Il semble que Vladimir Poutine ait cru pouvoir renverser le pouvoir ukrainien avec une attaque éclair. Par un jeu de dominos, il pouvait alors espérer briser le fragile équilibre liant les pays européens et défaire l’ordre international dominé par un Oncle Sam décadent… Au contraire, la machine de guerre russe a révélé de graves faiblesses. L’offensive a resoudé les liens entre les alliés occidentaux qui ont réagi en imposant de lourdes sanctions à la Russie. La Chine se trouve plus isolée que jamais, et va souffrir indirectement des conséquences de la rupture des échanges économiques entre l’Occident et la Russie. Les accords signés entre les deux partenaires sont loin de pouvoir compenser le coût à court et long termes de la crise actuelle, désastreuse aux yeux de Xi Jinping. La Russie était déjà dépendante de la Chine. Mais une Russie cliente ne doit pas se transformer en mendiante. Pour le léniniste Xi Jinping, il n’est pas de plus grand péché que la faiblesse. Or, il est déjà certain que la Russie mettra des années à se relever des conséquences de la guerre : un allié faible devient un boulet… Les Allemands se réarment, et l’autre vaincu de 1945, le Japon honni, parle d’accueillir sur son sol des armes nucléaires américaines. En outre, Tokyo affiche son intention de prendre part à la défense de Taïwan en cas d’attaque par Pékin…
Xi Jinping avait demandé au Politburo du Parti Communiste chinois de tout mettre en œuvre pour que 2022 soit une année de « stabilité ». Il voulait s’assurer que sa « réélection », lors du 20ème Congrès du Parti l’automne prochain, se fasse dans un climat d’harmonie, bien que l’économie chinoise soit en souffrance et que la politique de « zéro Covid » fasse monter la tension sociale dans les grandes villes. Par la faute de Vladimir Poutine, les élites chinoises sont en proie au doute… Leur Grand Timonier pourrait-il aussi faillir ? L’exemple russe démontre que la concentration des pouvoirs sur un seul homme présente des risques… Et ce n’est pas l’affaiblissement du dollar qui va compenser les conséquences du bouleversement causé par le Kremlin sur l’équilibre géopolitique qui a favorisé Pékin jusqu’ici.

### Consigne
Dans le texte à étudier, relevez tous les mots ou expressions placés entre guillemets.

### Données fournies
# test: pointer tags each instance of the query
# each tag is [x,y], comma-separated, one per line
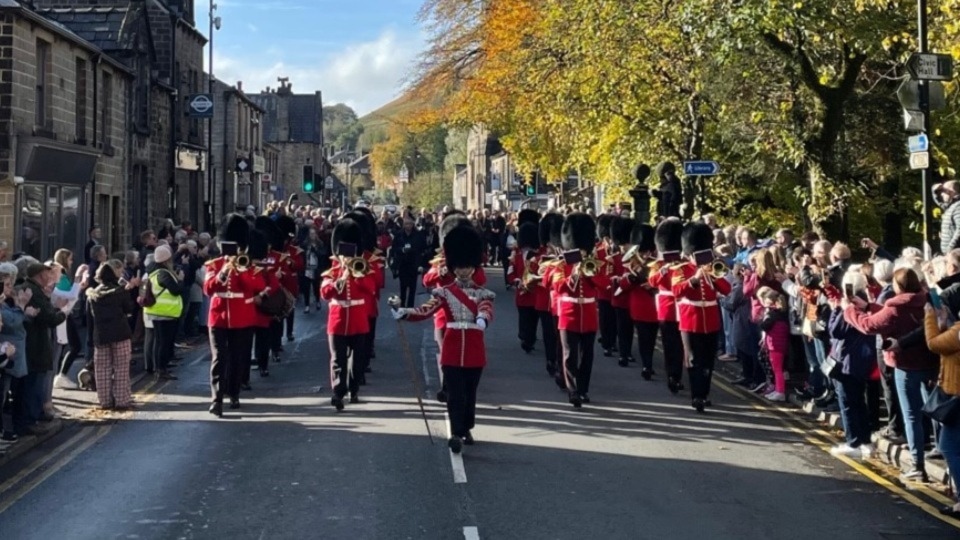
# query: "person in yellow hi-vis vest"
[166,283]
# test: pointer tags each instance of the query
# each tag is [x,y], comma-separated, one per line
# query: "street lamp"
[211,205]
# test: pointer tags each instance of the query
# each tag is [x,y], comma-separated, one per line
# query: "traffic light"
[309,184]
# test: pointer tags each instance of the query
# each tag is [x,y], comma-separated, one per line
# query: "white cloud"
[363,75]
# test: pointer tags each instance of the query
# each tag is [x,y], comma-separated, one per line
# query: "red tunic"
[666,303]
[231,304]
[462,344]
[348,306]
[575,299]
[292,262]
[699,310]
[433,280]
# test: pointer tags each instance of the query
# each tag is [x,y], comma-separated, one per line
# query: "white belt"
[463,326]
[697,303]
[346,303]
[572,300]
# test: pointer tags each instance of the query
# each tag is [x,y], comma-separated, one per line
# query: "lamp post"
[211,204]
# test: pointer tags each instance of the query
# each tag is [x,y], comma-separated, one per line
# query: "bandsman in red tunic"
[575,284]
[667,239]
[346,286]
[608,317]
[292,263]
[641,295]
[234,285]
[620,230]
[469,309]
[697,292]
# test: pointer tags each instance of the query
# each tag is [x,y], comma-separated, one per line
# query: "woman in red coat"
[468,309]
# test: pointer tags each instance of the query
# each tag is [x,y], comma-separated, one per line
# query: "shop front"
[53,197]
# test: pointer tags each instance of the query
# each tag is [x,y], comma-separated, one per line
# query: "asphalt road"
[636,463]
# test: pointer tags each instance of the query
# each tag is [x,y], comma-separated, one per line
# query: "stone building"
[63,144]
[238,157]
[293,123]
[158,40]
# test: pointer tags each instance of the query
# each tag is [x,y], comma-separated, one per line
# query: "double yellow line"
[62,455]
[816,436]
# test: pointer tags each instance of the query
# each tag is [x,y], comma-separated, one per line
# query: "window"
[81,104]
[43,74]
[106,113]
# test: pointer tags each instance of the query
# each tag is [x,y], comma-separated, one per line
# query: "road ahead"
[637,463]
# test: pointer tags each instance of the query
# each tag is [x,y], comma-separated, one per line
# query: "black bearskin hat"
[347,231]
[450,223]
[528,236]
[234,228]
[603,225]
[463,248]
[288,227]
[269,228]
[551,226]
[642,237]
[258,247]
[668,235]
[579,232]
[528,215]
[620,230]
[368,229]
[697,237]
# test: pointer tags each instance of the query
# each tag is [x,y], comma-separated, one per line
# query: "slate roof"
[101,26]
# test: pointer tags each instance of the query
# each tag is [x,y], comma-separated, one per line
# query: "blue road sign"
[701,168]
[919,143]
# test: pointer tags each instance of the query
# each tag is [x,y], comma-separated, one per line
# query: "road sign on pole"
[918,143]
[701,168]
[920,160]
[930,67]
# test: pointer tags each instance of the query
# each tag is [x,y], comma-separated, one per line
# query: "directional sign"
[200,106]
[918,143]
[920,160]
[930,67]
[701,168]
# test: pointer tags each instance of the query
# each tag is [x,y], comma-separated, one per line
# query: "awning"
[45,160]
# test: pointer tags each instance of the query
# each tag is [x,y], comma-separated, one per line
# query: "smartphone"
[703,258]
[347,250]
[934,298]
[573,256]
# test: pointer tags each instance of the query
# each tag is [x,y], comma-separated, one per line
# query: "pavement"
[636,463]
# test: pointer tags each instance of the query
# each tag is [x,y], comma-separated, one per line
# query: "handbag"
[942,407]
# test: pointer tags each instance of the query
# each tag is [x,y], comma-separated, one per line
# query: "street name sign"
[918,143]
[701,168]
[930,67]
[920,160]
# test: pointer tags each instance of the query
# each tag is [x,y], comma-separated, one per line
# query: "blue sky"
[356,52]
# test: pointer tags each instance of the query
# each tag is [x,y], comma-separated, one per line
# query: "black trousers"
[577,360]
[461,386]
[646,341]
[672,349]
[263,339]
[408,287]
[527,331]
[229,353]
[624,332]
[548,327]
[343,367]
[608,325]
[702,354]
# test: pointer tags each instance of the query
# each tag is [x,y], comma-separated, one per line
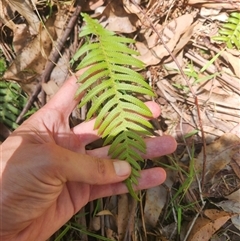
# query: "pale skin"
[47,175]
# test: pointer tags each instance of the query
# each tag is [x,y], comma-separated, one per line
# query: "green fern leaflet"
[230,31]
[113,88]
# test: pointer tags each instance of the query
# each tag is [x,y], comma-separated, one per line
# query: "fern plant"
[112,87]
[12,101]
[230,31]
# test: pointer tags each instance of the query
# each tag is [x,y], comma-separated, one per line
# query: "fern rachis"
[113,87]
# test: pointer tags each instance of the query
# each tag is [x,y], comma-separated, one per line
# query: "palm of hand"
[50,181]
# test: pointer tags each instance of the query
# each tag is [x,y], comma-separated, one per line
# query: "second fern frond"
[113,87]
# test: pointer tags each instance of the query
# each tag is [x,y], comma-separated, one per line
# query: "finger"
[88,134]
[72,166]
[149,178]
[65,100]
[155,147]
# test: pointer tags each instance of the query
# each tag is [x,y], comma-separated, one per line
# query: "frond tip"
[113,88]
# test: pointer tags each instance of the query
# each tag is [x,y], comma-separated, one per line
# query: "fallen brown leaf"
[204,228]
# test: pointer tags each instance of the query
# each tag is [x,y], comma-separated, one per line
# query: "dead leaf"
[21,37]
[219,154]
[233,4]
[25,9]
[50,88]
[91,5]
[204,228]
[232,206]
[31,60]
[234,61]
[170,34]
[235,196]
[117,19]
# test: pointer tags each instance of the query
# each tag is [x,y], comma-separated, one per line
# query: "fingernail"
[122,168]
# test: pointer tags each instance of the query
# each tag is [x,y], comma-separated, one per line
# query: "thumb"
[72,166]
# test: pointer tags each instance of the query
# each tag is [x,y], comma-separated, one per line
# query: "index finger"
[65,100]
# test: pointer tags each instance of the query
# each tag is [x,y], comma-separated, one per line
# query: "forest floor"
[191,50]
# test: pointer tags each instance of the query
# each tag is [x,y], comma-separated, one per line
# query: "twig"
[51,62]
[189,85]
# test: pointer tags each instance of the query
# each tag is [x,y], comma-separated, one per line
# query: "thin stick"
[55,54]
[190,87]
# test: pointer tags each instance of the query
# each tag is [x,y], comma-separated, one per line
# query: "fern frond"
[115,87]
[230,31]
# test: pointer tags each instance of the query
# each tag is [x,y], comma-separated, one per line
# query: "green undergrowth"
[113,88]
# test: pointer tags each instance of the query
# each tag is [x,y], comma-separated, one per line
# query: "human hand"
[47,175]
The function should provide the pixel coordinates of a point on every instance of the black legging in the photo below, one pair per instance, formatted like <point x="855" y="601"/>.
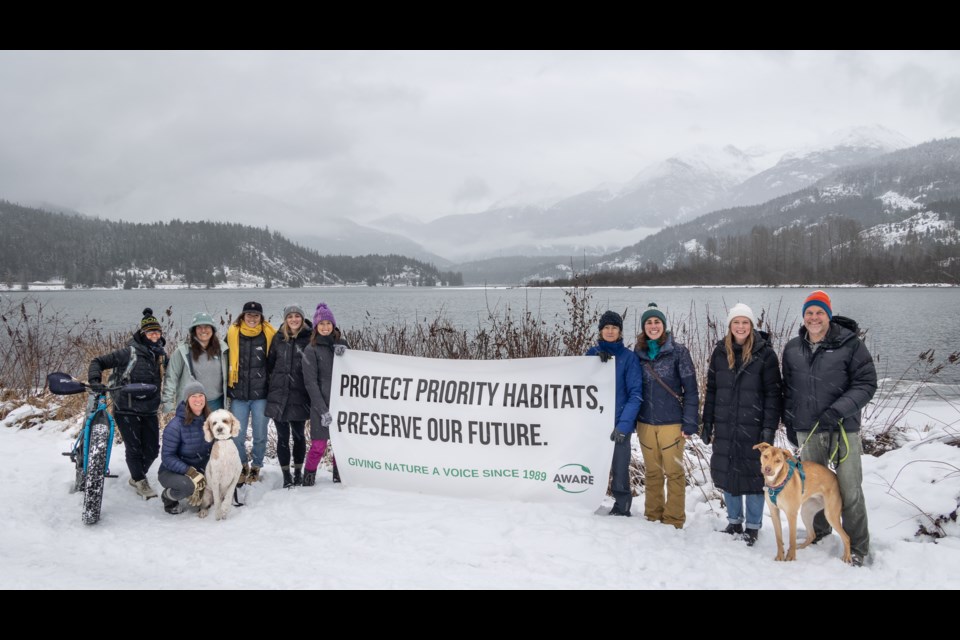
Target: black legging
<point x="141" y="442"/>
<point x="283" y="442"/>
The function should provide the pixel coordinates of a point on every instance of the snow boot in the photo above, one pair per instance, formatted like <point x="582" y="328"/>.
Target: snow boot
<point x="170" y="505"/>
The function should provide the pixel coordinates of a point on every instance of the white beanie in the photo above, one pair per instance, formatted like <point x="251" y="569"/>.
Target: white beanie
<point x="743" y="310"/>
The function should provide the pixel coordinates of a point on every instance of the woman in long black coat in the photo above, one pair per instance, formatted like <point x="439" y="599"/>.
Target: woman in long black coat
<point x="743" y="406"/>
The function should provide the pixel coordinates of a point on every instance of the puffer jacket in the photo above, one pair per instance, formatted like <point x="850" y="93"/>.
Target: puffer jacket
<point x="675" y="367"/>
<point x="629" y="383"/>
<point x="287" y="398"/>
<point x="317" y="375"/>
<point x="742" y="408"/>
<point x="146" y="369"/>
<point x="839" y="374"/>
<point x="183" y="444"/>
<point x="252" y="384"/>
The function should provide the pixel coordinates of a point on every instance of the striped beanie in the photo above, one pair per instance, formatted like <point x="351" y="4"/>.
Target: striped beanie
<point x="818" y="299"/>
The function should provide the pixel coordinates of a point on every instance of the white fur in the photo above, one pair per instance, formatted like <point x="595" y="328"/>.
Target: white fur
<point x="224" y="467"/>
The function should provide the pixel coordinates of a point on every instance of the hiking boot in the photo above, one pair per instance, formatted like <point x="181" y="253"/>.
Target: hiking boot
<point x="243" y="475"/>
<point x="170" y="505"/>
<point x="143" y="488"/>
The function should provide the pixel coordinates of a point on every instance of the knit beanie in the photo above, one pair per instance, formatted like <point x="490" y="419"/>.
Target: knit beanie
<point x="149" y="321"/>
<point x="818" y="299"/>
<point x="653" y="311"/>
<point x="293" y="308"/>
<point x="741" y="310"/>
<point x="611" y="317"/>
<point x="203" y="318"/>
<point x="323" y="313"/>
<point x="192" y="388"/>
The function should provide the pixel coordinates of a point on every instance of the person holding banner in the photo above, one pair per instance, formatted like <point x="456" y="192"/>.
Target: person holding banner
<point x="668" y="415"/>
<point x="629" y="396"/>
<point x="317" y="377"/>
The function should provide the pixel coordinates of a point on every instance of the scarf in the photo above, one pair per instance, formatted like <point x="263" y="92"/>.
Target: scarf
<point x="233" y="344"/>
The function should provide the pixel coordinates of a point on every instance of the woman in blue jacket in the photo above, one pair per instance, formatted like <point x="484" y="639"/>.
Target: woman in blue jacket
<point x="629" y="394"/>
<point x="668" y="416"/>
<point x="185" y="452"/>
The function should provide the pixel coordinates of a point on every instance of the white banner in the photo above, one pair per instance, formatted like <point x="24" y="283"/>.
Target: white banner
<point x="534" y="429"/>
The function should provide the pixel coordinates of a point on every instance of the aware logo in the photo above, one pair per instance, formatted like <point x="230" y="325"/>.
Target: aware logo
<point x="573" y="478"/>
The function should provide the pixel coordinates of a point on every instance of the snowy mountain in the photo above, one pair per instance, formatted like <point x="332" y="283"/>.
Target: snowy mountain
<point x="672" y="191"/>
<point x="906" y="202"/>
<point x="800" y="169"/>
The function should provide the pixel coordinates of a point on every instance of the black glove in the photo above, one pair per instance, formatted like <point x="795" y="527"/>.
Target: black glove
<point x="830" y="418"/>
<point x="707" y="434"/>
<point x="96" y="386"/>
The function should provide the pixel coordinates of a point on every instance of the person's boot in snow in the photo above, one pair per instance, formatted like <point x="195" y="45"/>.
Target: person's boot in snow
<point x="170" y="505"/>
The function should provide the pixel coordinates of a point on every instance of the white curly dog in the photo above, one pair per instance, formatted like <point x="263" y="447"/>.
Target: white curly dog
<point x="224" y="468"/>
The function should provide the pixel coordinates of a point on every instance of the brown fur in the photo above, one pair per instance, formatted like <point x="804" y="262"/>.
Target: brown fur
<point x="820" y="491"/>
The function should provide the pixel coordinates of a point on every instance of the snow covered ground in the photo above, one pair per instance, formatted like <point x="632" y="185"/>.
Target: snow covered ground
<point x="334" y="536"/>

### Réponse
« stabilité »
« réélection »
« zéro Covid »